- _What to produce_
All lines from the one containing "the black necktie" to the end of the data below are to be returned exactly, both ends included, with nothing added.

- - -

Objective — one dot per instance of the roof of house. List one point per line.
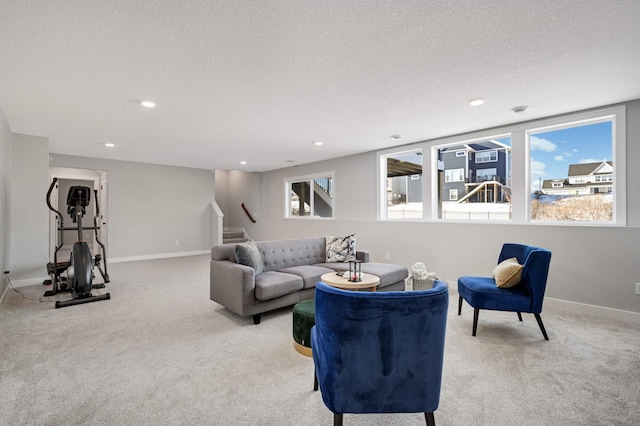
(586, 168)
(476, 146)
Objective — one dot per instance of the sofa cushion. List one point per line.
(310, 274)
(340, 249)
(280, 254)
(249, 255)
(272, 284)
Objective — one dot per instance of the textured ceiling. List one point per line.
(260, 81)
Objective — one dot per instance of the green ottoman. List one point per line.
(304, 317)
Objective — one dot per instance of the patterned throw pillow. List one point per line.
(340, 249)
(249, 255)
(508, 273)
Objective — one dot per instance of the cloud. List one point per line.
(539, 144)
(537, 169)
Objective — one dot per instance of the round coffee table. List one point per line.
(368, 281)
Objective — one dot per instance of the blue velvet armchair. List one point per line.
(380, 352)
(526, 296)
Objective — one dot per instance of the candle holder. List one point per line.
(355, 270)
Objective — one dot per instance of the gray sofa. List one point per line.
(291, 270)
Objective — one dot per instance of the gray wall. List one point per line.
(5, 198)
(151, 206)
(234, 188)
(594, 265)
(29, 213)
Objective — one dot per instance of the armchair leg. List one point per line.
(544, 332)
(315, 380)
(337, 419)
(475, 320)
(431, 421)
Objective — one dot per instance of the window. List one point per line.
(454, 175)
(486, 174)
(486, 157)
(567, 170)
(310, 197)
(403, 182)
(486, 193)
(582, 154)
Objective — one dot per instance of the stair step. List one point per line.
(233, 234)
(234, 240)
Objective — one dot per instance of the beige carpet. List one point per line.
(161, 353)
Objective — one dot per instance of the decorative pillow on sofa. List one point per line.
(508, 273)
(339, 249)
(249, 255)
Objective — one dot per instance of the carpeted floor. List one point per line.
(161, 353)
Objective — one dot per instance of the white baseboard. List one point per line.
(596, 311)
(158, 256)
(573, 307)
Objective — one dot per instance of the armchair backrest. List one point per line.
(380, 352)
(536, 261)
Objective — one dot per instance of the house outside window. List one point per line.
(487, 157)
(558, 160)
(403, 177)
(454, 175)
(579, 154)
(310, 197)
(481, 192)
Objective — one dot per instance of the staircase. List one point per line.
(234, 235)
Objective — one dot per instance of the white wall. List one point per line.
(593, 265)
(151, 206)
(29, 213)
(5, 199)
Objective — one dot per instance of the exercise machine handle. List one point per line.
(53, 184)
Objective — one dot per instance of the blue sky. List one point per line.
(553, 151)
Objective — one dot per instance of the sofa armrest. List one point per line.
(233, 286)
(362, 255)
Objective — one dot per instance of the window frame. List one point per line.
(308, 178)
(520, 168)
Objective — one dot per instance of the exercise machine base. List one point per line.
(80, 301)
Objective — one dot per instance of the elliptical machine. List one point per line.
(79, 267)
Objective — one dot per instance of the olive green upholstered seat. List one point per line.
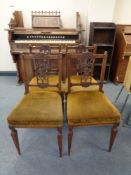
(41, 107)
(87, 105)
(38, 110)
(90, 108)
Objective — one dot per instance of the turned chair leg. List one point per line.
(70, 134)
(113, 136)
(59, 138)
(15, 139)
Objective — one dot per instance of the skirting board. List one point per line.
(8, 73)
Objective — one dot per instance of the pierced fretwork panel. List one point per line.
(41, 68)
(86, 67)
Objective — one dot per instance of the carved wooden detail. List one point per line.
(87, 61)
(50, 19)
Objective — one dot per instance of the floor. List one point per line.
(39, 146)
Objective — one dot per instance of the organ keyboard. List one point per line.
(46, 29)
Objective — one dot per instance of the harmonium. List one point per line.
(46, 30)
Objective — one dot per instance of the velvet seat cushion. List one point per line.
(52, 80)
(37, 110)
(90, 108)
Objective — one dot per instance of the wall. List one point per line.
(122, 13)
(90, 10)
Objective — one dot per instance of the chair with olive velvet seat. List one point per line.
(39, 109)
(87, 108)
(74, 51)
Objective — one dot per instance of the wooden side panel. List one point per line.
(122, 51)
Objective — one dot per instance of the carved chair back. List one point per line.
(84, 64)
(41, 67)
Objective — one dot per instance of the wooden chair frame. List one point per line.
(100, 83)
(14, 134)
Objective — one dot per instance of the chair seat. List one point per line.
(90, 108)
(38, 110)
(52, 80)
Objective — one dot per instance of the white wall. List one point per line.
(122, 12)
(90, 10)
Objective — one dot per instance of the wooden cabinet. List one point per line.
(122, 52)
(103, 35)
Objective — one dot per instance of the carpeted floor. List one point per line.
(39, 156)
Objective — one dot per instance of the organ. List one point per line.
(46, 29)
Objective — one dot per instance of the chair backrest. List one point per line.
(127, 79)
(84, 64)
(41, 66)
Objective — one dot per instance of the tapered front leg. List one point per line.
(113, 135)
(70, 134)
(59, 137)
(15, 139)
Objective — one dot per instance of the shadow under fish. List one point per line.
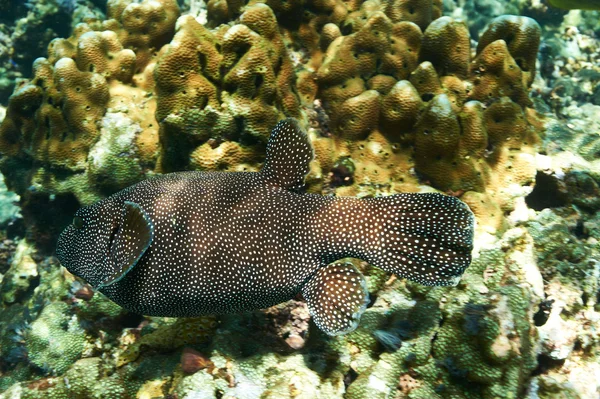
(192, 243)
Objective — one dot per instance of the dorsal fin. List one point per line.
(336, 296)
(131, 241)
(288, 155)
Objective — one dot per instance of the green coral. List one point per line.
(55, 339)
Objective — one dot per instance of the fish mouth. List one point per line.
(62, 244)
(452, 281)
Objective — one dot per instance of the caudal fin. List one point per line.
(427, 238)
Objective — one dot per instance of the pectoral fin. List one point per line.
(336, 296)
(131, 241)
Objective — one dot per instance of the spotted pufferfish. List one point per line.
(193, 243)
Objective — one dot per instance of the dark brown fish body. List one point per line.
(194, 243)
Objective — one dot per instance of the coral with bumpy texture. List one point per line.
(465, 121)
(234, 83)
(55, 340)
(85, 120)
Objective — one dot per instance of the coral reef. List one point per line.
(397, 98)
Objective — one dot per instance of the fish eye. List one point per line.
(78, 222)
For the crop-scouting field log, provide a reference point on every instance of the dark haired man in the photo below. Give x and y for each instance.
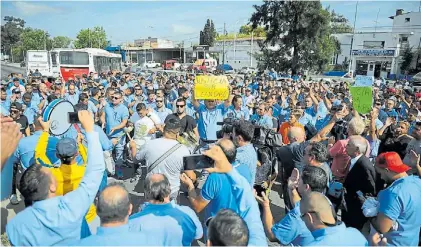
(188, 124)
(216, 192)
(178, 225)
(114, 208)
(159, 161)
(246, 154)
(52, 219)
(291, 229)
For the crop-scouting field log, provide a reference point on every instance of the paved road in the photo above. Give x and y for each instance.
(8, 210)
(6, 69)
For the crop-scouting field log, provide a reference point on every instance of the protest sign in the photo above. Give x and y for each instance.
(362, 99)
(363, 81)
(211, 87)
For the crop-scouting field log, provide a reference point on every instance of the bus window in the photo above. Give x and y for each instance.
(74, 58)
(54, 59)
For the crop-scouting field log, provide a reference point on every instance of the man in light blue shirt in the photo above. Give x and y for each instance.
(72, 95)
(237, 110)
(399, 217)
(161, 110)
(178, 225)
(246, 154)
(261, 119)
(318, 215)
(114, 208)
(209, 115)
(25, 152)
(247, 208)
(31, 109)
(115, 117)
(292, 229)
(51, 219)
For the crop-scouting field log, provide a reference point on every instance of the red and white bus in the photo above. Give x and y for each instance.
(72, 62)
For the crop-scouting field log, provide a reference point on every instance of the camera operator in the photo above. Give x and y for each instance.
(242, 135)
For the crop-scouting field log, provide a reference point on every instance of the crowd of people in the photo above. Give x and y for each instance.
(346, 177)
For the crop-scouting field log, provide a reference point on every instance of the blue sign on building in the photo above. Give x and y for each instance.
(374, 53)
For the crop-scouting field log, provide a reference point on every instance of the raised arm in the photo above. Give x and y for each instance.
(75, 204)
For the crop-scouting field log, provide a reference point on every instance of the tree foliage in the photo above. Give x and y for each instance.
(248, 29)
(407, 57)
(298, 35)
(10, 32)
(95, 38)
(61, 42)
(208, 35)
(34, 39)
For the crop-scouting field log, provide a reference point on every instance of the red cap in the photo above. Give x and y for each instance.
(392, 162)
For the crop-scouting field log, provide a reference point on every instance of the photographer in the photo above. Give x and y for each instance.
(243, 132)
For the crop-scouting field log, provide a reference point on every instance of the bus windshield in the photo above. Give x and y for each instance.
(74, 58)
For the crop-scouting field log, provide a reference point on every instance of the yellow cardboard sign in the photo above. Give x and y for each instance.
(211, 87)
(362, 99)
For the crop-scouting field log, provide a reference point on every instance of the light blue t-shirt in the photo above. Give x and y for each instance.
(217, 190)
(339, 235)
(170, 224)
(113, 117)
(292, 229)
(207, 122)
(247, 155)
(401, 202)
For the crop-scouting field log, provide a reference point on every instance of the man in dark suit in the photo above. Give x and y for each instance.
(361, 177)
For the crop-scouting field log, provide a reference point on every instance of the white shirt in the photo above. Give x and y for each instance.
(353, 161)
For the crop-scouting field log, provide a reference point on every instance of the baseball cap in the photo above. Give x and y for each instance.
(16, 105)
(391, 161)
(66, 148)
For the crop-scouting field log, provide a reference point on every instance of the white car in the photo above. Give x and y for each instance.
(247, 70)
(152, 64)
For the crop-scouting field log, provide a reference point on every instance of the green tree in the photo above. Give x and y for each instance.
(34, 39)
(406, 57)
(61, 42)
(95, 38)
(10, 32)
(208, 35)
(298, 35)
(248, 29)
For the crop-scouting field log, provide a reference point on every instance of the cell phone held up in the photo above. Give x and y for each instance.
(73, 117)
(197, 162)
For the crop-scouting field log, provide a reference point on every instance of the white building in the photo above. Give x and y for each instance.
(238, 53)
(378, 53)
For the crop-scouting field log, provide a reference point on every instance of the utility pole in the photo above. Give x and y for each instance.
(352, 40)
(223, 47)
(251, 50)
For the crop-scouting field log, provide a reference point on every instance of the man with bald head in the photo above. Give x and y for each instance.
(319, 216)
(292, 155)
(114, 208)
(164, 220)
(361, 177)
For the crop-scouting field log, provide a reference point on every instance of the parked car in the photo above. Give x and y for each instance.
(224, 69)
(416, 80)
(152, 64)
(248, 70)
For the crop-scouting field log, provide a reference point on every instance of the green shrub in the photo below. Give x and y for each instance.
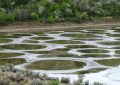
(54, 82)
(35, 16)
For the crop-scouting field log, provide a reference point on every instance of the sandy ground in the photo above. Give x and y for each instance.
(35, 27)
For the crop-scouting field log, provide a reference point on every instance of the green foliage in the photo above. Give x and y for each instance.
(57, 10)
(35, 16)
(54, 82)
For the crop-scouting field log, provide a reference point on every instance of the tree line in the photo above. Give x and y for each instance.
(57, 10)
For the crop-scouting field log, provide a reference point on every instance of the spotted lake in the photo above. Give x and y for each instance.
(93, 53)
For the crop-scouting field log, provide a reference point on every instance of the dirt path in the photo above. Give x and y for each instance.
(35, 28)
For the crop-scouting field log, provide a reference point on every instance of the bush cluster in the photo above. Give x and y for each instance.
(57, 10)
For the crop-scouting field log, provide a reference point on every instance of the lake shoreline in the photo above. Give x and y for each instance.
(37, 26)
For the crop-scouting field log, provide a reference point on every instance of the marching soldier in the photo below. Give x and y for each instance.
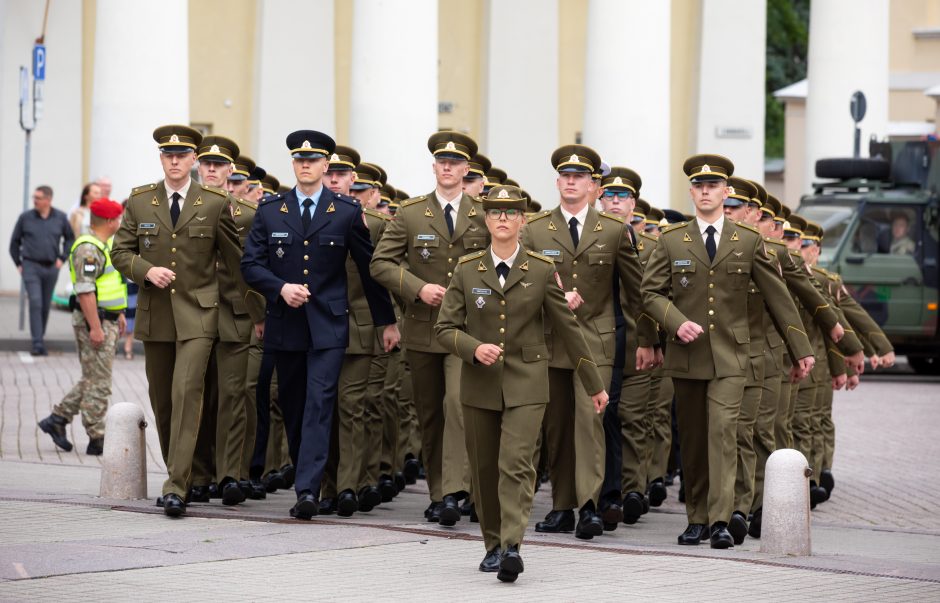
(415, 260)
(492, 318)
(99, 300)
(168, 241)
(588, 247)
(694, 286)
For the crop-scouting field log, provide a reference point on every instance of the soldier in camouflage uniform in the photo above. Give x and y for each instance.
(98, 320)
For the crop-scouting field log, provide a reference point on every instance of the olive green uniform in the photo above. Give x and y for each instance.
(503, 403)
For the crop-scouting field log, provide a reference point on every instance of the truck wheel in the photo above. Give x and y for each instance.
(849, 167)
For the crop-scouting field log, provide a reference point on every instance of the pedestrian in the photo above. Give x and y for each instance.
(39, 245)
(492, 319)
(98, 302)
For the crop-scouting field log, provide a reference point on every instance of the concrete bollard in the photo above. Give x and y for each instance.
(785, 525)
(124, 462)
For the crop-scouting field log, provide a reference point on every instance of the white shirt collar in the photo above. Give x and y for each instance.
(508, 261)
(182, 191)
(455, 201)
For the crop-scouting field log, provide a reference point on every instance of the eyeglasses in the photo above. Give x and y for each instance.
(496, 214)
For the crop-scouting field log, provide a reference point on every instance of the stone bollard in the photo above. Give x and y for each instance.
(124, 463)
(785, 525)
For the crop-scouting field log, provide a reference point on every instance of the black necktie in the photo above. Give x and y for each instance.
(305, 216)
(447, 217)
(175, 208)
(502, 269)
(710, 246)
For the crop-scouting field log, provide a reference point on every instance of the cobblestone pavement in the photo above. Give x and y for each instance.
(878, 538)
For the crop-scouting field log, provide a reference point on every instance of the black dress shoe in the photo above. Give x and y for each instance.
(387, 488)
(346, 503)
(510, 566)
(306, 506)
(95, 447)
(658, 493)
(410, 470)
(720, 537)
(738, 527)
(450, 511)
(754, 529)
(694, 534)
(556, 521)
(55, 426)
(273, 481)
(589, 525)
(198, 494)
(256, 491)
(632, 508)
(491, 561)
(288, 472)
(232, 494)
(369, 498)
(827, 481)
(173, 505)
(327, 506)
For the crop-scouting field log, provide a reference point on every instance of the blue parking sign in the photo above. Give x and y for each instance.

- - -

- _Reply to the task_
For the crop-scouting field log, provide a reference point on every instance of the black necktie in the photo above. Give x and y for each instance.
(305, 216)
(447, 217)
(175, 208)
(502, 269)
(710, 246)
For the crop-scouting field log, provide a reference point on every instance of the cobblestone pavement in the photo above. Give x and y for each instance.
(878, 538)
For the crop-scouting field log, provide a reference point on every instance of the black dress shoe in the photo above. Give x and y for each instance.
(387, 488)
(346, 503)
(510, 566)
(306, 506)
(95, 447)
(658, 493)
(410, 470)
(720, 537)
(738, 527)
(450, 511)
(754, 529)
(694, 534)
(556, 521)
(55, 426)
(273, 481)
(589, 525)
(198, 494)
(256, 491)
(632, 508)
(491, 561)
(288, 472)
(232, 494)
(369, 498)
(827, 481)
(173, 505)
(327, 506)
For the crop-scouting field log, provide a reference point on every instance of the blue parking sign in the photo above. Give x and y for each instance.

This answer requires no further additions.